-- Request --
Return every line from the start of the rows below down to the line that contains "206L5 269L324 256L400", both ends included, and leave the pictures out of your answer.

-- Provided records --
· · · ·

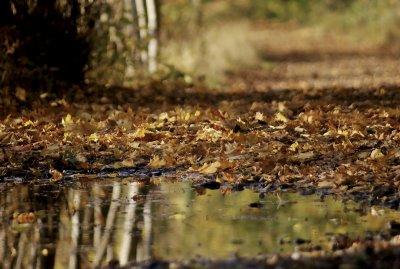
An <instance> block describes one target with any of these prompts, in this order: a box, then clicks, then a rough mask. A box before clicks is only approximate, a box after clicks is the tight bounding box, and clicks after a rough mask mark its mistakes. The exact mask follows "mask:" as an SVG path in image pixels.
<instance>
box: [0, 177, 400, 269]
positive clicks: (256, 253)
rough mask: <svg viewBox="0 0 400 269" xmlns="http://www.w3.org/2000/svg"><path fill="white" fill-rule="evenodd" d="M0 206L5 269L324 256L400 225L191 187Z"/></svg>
mask: <svg viewBox="0 0 400 269" xmlns="http://www.w3.org/2000/svg"><path fill="white" fill-rule="evenodd" d="M0 203H1V204H0V205H1V208H0V210H1V211H0V214H1V215H0V261H1V262H0V265H1V266H0V267H1V268H52V267H56V268H78V267H81V268H87V267H93V266H99V265H106V264H108V263H109V262H110V261H118V263H119V264H121V265H124V264H127V263H128V262H132V261H145V260H148V259H150V258H152V257H158V258H163V259H188V258H192V257H195V256H196V255H201V256H205V257H209V258H227V257H229V256H230V255H233V254H234V253H238V254H239V255H242V256H254V255H257V254H258V253H271V252H287V251H293V249H294V248H295V247H296V246H295V244H294V243H292V242H294V241H296V239H297V241H299V240H303V241H306V242H308V240H309V241H310V242H309V243H308V244H309V245H312V246H319V247H321V248H323V249H328V248H329V236H330V235H331V234H337V233H346V234H349V235H350V236H352V237H356V236H359V235H362V234H364V233H365V232H366V231H378V230H380V229H384V227H385V224H386V223H387V221H388V220H389V219H393V218H398V217H399V214H398V213H397V212H394V211H387V210H383V211H379V214H377V213H376V212H377V211H374V212H375V213H374V214H373V215H372V214H364V215H363V216H360V214H359V213H357V210H356V208H357V205H356V204H354V203H346V204H344V203H341V202H339V201H335V200H334V199H333V198H327V199H326V200H325V201H324V202H322V201H320V200H319V199H318V198H317V197H316V196H300V195H297V194H293V193H283V194H281V195H280V196H277V195H269V196H267V197H265V198H263V199H260V198H259V197H258V195H257V194H256V193H254V192H252V191H250V190H245V191H242V192H234V193H230V194H226V195H222V194H221V192H220V191H219V190H213V191H212V190H208V191H207V192H205V193H204V194H203V195H198V194H197V193H196V192H195V191H194V190H193V189H192V188H191V186H190V185H189V184H188V183H161V184H151V185H148V184H147V185H146V184H143V183H139V182H127V181H123V182H122V181H115V182H104V181H103V182H101V183H100V182H91V183H89V182H80V183H79V184H78V185H76V186H74V187H68V188H67V187H57V186H56V185H35V186H15V187H13V188H11V189H9V190H7V191H3V192H2V193H1V195H0ZM251 203H254V204H252V207H250V206H249V204H251ZM377 215H380V216H377ZM288 242H289V243H288Z"/></svg>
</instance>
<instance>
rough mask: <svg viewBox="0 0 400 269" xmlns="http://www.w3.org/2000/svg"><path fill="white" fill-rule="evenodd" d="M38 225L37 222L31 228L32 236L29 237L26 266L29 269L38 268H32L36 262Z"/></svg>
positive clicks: (39, 224)
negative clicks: (27, 253)
mask: <svg viewBox="0 0 400 269" xmlns="http://www.w3.org/2000/svg"><path fill="white" fill-rule="evenodd" d="M39 225H41V224H40V223H39V222H37V223H36V225H35V226H34V227H33V229H32V230H33V231H32V235H31V238H32V240H31V242H30V245H31V246H30V257H29V262H28V265H29V267H28V268H30V269H33V268H40V267H37V266H34V264H35V262H36V260H37V257H38V255H37V253H38V243H39V242H40V230H39Z"/></svg>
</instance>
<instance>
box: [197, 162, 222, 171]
mask: <svg viewBox="0 0 400 269" xmlns="http://www.w3.org/2000/svg"><path fill="white" fill-rule="evenodd" d="M220 167H221V163H220V162H219V161H216V162H213V163H209V164H208V163H205V164H203V166H202V167H200V168H199V170H198V172H199V173H201V174H214V173H215V172H217V171H218V168H220Z"/></svg>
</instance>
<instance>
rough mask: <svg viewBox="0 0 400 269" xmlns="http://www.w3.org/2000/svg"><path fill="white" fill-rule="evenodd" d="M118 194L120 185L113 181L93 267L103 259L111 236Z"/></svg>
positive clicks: (114, 220) (93, 264)
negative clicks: (113, 182) (109, 205)
mask: <svg viewBox="0 0 400 269" xmlns="http://www.w3.org/2000/svg"><path fill="white" fill-rule="evenodd" d="M120 194H121V185H120V183H118V182H115V183H114V185H113V192H112V197H111V204H110V208H109V210H108V214H107V220H106V227H105V230H104V233H103V236H102V237H101V241H100V245H98V247H97V251H96V254H95V259H94V261H93V266H94V267H97V266H99V265H100V263H101V260H102V259H103V256H104V254H105V252H106V249H107V245H108V243H109V240H110V236H111V230H112V228H113V225H114V221H115V215H116V213H117V210H118V206H119V203H120V202H119V197H120Z"/></svg>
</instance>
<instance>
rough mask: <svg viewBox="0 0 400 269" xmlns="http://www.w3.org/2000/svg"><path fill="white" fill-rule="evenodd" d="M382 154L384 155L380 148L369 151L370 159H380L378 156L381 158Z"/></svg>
mask: <svg viewBox="0 0 400 269" xmlns="http://www.w3.org/2000/svg"><path fill="white" fill-rule="evenodd" d="M383 156H385V155H383V153H382V151H381V150H380V149H374V150H373V151H372V152H371V159H373V160H377V159H380V158H382V157H383Z"/></svg>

· · · ·

-- Your solution --
An <instance> block describes one target with any of these prompts, in this order: a box, then clicks, then a rough mask. A box before clicks is only approximate, a box after clicks is the tight bounding box, and clicks after a rough mask mark its mistakes. The exact mask follows "mask:" as an SVG path in image pixels.
<instance>
box: [0, 177, 400, 269]
positive clicks: (256, 253)
rough mask: <svg viewBox="0 0 400 269" xmlns="http://www.w3.org/2000/svg"><path fill="white" fill-rule="evenodd" d="M0 206L5 269L324 256L400 225L191 187Z"/></svg>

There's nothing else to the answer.